- What to do -
Please find each line in the entries below that contains the string "xmlns" and copy those lines.

- Source material -
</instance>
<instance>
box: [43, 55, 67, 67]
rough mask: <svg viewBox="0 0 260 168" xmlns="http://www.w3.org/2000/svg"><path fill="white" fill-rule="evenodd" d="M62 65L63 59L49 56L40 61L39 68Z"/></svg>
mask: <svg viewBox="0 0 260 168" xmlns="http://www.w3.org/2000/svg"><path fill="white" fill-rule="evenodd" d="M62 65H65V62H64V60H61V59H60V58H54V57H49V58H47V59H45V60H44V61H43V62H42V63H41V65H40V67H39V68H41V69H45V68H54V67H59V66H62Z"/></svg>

- Solution to the problem -
rough mask: <svg viewBox="0 0 260 168" xmlns="http://www.w3.org/2000/svg"><path fill="white" fill-rule="evenodd" d="M62 65L63 59L49 56L40 61L39 68Z"/></svg>
mask: <svg viewBox="0 0 260 168" xmlns="http://www.w3.org/2000/svg"><path fill="white" fill-rule="evenodd" d="M62 65H65V62H64V60H61V59H60V58H54V57H49V58H47V59H45V60H44V61H43V62H42V63H41V65H40V67H39V68H41V69H45V68H54V67H59V66H62Z"/></svg>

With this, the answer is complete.